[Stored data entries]
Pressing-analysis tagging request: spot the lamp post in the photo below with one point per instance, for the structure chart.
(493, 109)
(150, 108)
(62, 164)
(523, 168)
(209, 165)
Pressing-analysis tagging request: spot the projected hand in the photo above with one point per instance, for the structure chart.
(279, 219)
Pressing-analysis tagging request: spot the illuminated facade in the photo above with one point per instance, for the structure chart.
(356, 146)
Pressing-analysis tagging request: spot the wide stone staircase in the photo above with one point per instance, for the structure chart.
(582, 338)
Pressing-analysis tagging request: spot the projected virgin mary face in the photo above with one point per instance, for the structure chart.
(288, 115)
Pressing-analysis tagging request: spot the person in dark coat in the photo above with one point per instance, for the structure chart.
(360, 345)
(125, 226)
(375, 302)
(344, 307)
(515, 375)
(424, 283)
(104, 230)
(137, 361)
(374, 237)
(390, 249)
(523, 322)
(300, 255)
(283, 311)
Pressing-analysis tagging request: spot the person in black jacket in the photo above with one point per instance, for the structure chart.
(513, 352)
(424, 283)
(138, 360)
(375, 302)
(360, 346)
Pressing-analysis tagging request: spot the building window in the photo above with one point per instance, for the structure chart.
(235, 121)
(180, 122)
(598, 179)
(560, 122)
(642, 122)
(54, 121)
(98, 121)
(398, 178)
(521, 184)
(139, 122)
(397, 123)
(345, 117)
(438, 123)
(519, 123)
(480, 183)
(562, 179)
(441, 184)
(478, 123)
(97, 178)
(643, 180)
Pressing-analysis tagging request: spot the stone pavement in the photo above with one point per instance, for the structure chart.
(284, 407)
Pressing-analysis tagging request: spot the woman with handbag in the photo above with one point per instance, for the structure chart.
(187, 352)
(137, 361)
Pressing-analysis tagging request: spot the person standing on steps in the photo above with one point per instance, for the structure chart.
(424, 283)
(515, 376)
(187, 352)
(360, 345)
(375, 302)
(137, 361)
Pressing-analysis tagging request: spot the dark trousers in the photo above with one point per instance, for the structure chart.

**Work required**
Beginning with the line that has "Pressing-analysis tagging request: spot the person standing", set down every line of the entries above through the final one, unchanged.

**The completed task**
Pressing-analysis tagging request: spot the person standing on steps in the photo above with one point per instance, for the structure chart.
(424, 283)
(515, 376)
(187, 352)
(360, 345)
(375, 302)
(137, 361)
Pressing-analysis tagging request: spot the dark trousers in the photo above with one point per instance, for the structure chart.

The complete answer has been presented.